● **WORK TO COMPLETE**
Copy out the complete listing, word for word.

* Start DATASET EXCERPTS *

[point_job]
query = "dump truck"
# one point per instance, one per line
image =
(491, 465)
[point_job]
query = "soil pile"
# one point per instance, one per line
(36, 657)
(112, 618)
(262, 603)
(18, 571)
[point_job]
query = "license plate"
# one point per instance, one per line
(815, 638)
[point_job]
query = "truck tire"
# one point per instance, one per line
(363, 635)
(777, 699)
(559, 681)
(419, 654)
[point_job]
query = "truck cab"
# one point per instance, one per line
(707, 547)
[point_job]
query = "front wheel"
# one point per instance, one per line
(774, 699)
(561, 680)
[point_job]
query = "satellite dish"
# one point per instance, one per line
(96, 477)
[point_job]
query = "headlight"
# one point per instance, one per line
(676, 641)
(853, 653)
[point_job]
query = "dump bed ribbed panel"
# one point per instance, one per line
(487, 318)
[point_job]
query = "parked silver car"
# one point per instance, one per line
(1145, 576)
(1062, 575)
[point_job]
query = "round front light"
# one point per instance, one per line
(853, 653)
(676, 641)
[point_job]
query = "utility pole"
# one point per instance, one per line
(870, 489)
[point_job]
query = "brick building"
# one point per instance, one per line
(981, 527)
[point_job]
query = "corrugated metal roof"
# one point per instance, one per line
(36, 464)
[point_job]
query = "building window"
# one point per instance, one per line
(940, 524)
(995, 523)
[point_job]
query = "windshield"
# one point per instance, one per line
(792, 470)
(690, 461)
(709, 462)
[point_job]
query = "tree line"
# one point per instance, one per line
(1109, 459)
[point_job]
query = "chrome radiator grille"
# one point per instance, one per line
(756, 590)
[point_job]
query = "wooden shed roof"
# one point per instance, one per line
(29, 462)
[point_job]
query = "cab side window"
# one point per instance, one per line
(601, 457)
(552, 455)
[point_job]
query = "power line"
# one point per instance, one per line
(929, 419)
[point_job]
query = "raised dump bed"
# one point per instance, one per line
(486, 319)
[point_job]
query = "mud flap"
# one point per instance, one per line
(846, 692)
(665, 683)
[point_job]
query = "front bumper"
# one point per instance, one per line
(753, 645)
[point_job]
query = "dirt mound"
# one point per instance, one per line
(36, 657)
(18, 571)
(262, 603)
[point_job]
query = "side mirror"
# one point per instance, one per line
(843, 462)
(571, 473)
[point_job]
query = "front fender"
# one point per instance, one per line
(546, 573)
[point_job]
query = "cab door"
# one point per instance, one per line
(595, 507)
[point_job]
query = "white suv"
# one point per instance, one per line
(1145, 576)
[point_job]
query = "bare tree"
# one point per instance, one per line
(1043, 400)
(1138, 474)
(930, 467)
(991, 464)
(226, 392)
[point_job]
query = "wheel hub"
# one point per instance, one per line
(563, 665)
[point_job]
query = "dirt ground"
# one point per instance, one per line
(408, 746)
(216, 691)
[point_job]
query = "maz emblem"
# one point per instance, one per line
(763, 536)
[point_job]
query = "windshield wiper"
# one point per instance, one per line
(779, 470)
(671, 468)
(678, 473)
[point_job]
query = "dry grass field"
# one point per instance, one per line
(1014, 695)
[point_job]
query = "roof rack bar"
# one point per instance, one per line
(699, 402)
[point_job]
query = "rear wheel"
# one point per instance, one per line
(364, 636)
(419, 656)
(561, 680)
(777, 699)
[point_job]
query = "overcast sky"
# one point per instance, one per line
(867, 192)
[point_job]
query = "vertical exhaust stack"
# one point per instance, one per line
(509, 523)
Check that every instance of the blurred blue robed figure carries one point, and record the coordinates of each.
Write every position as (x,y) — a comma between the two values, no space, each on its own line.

* End DATASET EXCERPTS *

● **RESPONSE FOR THIS EXERCISE**
[point_job]
query = "dump truck"
# one point per instance, one per line
image =
(491, 465)
[point_job]
query = "soil pile"
# one point per instance, one per line
(36, 657)
(112, 618)
(262, 603)
(18, 571)
[point_job]
query = "license plate"
# one point per instance, one per line
(815, 638)
[point_job]
query = "truck tire"
# one point per instance, one per line
(363, 635)
(777, 699)
(559, 681)
(419, 654)
[point_job]
query = "truck cab"
# one point per instance, one per line
(707, 547)
[point_job]
query = "front wheel"
# one point per instance, one per line
(774, 699)
(561, 680)
[point_job]
query = "satellite dish"
# one point per instance, one per line
(96, 477)
[point_job]
query = "headlight"
# one point per instance, one per line
(676, 641)
(853, 653)
[point_job]
query = "dump bed ribbed panel"
# one point per instance, one per line
(487, 318)
[point_job]
query = "parked silver car"
# one point per instance, one per line
(1145, 576)
(1062, 575)
[point_job]
query = "round front light"
# one point per instance, one per line
(853, 653)
(676, 641)
[point_job]
query = "utility pole"
# one point per instance, one per line
(870, 489)
[point_job]
query = "brick building"
# one point per instance, one per line
(981, 527)
[point_job]
query = "corrugated metal roof"
# one point per instance, one per line
(36, 464)
[point_job]
query = "building window"
# one point per instance, one per line
(940, 524)
(995, 523)
[point_job]
query = "windshield"
# one point per instance, one per line
(792, 470)
(690, 461)
(709, 462)
[point_job]
query = "tree line"
# one point per instance, one per line
(1109, 459)
[point_job]
query = "chrome radiator grille"
# one point per instance, one per line
(756, 590)
[point_job]
query = "wooden shed roof"
# one point per instance, one per line
(29, 462)
[point_job]
query = "cab side window"
# one point per instance, one per line
(601, 457)
(552, 455)
[point_job]
query = "power line"
# one point per instance, one per line
(929, 419)
[point_job]
query = "raised dump bed"
# one point per instance, one per line
(486, 319)
[point_job]
query = "mud flap"
# one point per instance, one per line
(846, 692)
(665, 683)
[point_job]
query = "front bumper"
# one point per instance, one per line
(753, 645)
[point_job]
query = "dirt mound"
# one point per instance, one per line
(36, 657)
(18, 571)
(262, 603)
[point_job]
query = "side mirror"
# one point per instance, one per line
(843, 462)
(571, 473)
[point_job]
query = "front fender"
# one point per instance, one per line
(546, 573)
[point_job]
query = "cab door"
# one point per instance, one per line
(595, 507)
[point_job]
query = "white suv"
# one point per instance, one per line
(1145, 576)
[point_job]
query = "bare tree"
# one point per instance, one per line
(1043, 400)
(1138, 474)
(930, 467)
(991, 464)
(226, 392)
[point_job]
query = "wheel hub"
# one point per instance, one per line
(563, 665)
[point_job]
query = "dirt ground"
# one point per instance, one per line
(408, 746)
(216, 691)
[point_job]
query = "maz emblem"
# one point per instance, one per line
(763, 536)
[point_job]
query = "windshield wiper"
# one point per instance, one per line
(779, 470)
(671, 468)
(678, 473)
[point_job]
query = "dry grass field"
# one point per instance, one per line
(1014, 695)
[point_job]
query = "roof rack bar"
# one point per instance, one per line
(699, 402)
[point_job]
query = "rear wheel"
# one point per instance, one per line
(364, 636)
(419, 656)
(561, 680)
(777, 699)
[point_job]
query = "overcast sky"
# one point per instance, one per line
(867, 192)
[point_job]
query = "vertical exhaust stack"
# one point per instance, one per line
(509, 523)
Check that every instance of the blurred blue robed figure carries one point, and record the coordinates of each.
Write every position as (x,y) — a comma between the two values, no space, each on its own line.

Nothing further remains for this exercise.